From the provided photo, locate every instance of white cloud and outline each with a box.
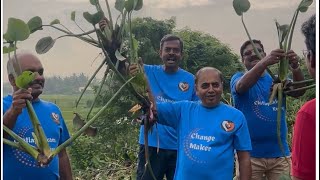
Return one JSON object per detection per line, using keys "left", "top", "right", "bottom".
{"left": 145, "top": 0, "right": 212, "bottom": 9}
{"left": 54, "top": 0, "right": 213, "bottom": 9}
{"left": 249, "top": 0, "right": 311, "bottom": 10}
{"left": 20, "top": 0, "right": 313, "bottom": 10}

──────

* [REQUIRED ACTION]: Everything from the line containing "Return one JSON" to the end of the data above should be quoted exactly, please, both ends included, and nothing outside that span.

* [WRITTEN ANSWER]:
Return one JSON object per detection per line, using keys "left", "top", "right", "bottom".
{"left": 145, "top": 0, "right": 212, "bottom": 9}
{"left": 54, "top": 0, "right": 213, "bottom": 9}
{"left": 249, "top": 0, "right": 311, "bottom": 10}
{"left": 20, "top": 0, "right": 313, "bottom": 10}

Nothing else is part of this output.